- **Assignment**
Write out each line of the entries below that holds the word "wall".

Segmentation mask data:
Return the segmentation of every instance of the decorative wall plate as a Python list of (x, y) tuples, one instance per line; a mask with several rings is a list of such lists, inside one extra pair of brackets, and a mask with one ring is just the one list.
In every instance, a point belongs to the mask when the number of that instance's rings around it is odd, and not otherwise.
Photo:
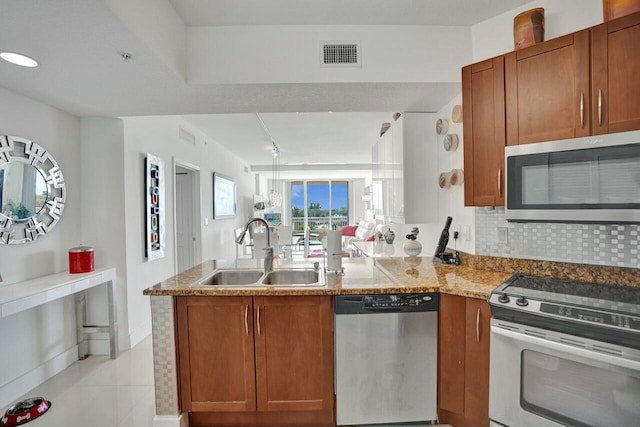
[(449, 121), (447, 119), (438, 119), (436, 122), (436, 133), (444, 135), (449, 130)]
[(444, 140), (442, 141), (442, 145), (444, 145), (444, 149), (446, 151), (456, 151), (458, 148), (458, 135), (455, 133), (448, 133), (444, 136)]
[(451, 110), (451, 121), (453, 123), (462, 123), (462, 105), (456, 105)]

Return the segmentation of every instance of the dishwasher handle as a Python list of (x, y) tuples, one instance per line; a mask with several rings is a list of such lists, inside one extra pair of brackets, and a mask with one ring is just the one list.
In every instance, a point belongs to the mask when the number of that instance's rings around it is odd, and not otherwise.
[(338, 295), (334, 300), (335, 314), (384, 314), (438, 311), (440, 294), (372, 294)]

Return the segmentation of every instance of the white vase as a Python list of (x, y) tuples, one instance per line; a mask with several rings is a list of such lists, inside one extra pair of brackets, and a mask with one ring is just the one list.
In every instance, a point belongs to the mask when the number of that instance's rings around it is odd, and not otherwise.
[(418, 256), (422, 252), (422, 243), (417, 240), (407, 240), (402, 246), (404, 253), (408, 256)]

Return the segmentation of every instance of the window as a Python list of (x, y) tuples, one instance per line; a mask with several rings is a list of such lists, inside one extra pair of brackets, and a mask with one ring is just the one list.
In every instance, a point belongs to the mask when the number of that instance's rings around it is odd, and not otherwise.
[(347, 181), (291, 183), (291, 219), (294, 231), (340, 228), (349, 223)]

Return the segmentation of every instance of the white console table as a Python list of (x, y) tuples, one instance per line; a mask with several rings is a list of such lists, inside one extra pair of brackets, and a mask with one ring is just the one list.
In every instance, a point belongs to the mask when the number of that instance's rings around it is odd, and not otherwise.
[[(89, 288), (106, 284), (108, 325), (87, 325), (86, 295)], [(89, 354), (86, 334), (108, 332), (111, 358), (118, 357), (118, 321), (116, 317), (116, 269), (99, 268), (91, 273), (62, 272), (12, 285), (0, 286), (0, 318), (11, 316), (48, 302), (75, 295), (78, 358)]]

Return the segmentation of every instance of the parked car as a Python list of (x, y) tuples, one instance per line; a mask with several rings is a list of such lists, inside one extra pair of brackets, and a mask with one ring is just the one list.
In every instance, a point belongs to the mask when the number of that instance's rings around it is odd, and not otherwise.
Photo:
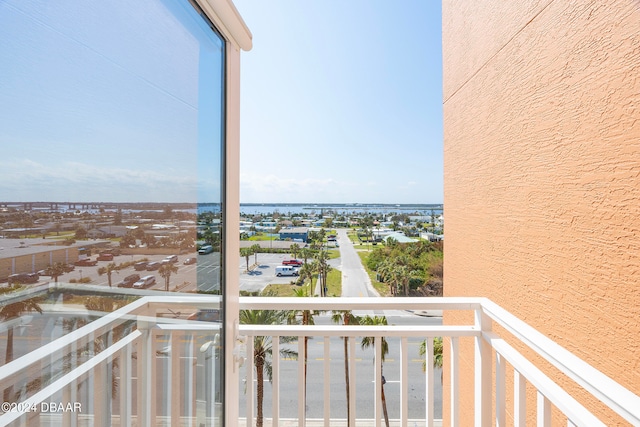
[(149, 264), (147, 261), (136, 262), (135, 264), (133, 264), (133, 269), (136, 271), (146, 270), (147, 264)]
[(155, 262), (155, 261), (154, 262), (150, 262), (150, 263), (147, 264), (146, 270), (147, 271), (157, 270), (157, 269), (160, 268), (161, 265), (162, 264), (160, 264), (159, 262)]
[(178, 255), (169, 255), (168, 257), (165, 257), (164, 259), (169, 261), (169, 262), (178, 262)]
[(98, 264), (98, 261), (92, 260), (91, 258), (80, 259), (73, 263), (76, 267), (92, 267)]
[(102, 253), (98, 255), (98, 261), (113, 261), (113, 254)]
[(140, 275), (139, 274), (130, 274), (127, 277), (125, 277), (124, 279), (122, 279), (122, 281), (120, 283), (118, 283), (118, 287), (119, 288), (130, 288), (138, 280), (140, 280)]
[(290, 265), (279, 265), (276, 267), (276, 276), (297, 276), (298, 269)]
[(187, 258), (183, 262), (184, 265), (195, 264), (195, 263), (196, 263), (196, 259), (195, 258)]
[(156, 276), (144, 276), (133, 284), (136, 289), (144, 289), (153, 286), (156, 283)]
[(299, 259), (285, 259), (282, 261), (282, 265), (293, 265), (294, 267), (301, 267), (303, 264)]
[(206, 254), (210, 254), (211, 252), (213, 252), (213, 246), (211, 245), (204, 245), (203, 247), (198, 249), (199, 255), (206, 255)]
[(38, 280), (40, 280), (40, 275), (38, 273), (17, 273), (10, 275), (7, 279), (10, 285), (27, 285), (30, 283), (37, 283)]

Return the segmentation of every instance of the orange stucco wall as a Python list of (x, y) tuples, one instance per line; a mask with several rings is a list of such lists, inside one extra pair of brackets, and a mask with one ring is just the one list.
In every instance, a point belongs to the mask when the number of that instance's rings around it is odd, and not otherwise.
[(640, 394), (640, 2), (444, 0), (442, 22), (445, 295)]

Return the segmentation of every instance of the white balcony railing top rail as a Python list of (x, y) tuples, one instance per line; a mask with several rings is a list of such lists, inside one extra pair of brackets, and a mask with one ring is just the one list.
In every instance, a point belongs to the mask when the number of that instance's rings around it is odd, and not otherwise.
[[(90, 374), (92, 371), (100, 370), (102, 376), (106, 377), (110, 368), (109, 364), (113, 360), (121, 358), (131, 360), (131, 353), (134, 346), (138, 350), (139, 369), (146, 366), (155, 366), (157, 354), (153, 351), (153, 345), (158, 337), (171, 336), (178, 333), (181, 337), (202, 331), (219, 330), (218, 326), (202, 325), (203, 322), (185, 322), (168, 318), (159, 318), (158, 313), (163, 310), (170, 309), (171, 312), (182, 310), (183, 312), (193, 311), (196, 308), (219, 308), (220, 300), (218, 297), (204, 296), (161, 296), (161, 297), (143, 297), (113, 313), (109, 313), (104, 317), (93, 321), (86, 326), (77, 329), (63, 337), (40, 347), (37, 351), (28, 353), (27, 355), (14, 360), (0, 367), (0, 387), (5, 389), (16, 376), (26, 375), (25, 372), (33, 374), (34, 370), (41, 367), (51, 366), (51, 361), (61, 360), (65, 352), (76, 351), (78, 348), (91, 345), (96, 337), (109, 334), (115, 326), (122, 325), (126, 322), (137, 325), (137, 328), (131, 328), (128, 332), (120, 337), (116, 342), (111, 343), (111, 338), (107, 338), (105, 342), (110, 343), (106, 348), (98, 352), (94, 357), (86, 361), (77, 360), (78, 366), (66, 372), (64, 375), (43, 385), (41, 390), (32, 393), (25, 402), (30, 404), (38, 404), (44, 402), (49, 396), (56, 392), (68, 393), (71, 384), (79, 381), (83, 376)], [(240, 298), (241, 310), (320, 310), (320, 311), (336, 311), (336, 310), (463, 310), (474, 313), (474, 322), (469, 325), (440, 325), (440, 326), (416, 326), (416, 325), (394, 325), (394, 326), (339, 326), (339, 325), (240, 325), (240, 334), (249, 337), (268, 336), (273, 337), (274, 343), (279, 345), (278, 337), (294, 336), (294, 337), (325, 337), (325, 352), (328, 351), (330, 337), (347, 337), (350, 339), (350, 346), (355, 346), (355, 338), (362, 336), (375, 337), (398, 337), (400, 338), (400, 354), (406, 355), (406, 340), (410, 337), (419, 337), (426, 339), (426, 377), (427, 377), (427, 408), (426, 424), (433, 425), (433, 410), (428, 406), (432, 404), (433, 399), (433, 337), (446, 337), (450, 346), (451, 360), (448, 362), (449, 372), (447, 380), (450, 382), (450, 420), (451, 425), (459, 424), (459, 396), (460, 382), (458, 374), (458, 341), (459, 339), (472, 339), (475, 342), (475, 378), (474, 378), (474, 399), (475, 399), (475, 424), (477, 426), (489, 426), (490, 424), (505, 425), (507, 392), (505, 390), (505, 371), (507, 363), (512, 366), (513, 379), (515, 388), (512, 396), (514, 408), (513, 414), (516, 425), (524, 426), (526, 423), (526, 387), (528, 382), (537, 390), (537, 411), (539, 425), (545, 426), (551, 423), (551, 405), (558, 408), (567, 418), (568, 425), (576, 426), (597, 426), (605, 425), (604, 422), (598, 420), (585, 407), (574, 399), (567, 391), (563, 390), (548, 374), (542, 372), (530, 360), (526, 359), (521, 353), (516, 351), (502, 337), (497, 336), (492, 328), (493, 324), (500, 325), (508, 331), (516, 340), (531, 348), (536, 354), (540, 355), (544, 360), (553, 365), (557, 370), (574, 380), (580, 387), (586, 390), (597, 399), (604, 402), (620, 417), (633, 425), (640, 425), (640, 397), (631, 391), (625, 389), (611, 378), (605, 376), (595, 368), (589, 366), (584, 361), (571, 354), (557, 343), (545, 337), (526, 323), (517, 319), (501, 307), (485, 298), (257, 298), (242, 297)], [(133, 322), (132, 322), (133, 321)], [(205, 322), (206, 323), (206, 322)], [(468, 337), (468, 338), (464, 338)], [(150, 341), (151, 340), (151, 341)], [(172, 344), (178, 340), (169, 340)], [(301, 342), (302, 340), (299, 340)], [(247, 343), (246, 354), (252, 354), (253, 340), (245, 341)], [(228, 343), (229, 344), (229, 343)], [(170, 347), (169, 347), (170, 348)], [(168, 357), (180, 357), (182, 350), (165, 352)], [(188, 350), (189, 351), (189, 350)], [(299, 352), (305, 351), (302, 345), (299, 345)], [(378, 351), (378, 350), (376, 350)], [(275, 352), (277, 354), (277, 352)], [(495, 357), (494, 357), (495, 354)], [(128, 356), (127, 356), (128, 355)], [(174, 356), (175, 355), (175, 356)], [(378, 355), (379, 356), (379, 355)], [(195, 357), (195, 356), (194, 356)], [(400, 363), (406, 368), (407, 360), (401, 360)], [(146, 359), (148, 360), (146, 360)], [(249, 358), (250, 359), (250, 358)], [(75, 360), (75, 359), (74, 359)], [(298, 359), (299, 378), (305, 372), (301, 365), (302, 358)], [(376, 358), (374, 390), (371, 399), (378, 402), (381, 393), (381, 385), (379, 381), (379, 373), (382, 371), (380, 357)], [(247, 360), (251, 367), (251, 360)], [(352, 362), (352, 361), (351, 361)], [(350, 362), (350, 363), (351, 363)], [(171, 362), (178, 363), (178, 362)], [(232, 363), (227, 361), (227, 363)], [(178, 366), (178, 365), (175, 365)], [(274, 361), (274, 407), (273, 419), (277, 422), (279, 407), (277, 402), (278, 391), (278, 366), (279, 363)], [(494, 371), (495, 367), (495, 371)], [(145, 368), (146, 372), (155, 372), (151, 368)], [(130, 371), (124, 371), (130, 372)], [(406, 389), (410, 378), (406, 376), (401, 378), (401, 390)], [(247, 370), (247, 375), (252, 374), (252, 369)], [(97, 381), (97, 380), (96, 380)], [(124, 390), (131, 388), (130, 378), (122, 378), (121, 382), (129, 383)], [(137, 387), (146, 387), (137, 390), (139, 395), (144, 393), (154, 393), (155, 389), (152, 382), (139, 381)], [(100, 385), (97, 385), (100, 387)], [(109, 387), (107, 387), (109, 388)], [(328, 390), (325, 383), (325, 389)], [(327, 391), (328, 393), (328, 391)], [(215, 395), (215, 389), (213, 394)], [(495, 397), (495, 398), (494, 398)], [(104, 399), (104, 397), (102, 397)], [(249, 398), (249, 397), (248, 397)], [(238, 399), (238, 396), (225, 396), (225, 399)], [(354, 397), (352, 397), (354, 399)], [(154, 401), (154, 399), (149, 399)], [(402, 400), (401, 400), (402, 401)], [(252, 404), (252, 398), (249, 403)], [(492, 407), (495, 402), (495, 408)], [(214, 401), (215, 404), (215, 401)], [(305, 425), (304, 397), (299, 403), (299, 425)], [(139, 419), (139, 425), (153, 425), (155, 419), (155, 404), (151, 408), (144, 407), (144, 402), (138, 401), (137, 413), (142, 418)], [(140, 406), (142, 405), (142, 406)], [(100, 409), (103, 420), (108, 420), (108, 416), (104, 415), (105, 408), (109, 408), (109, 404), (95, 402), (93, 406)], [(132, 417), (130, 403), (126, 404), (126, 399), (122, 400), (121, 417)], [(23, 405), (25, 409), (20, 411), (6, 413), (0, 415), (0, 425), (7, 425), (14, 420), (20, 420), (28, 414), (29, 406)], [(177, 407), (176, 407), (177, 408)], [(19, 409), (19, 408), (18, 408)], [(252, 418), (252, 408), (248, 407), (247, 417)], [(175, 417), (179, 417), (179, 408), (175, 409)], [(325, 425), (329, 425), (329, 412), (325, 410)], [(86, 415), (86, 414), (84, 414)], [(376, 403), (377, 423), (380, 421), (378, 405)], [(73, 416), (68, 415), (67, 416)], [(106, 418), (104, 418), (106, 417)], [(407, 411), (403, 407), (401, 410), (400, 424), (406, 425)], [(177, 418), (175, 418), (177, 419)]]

- **Written response**
Return the segmentation of every instance of the decorative wall plate as a Python list of (x, y) tuples, one instance per line; a mask with several rings is a list of such lists, inside one extra pair of brackets, and a mask with one ring is just the one list.
Return the segmentation of every instance of the orange stucco wall as a Python list of (x, y) tuples, one instance per line; a mask with several rings is a list of such lists, inside one extra pair of brackets, and a mask with one ring is just the one list.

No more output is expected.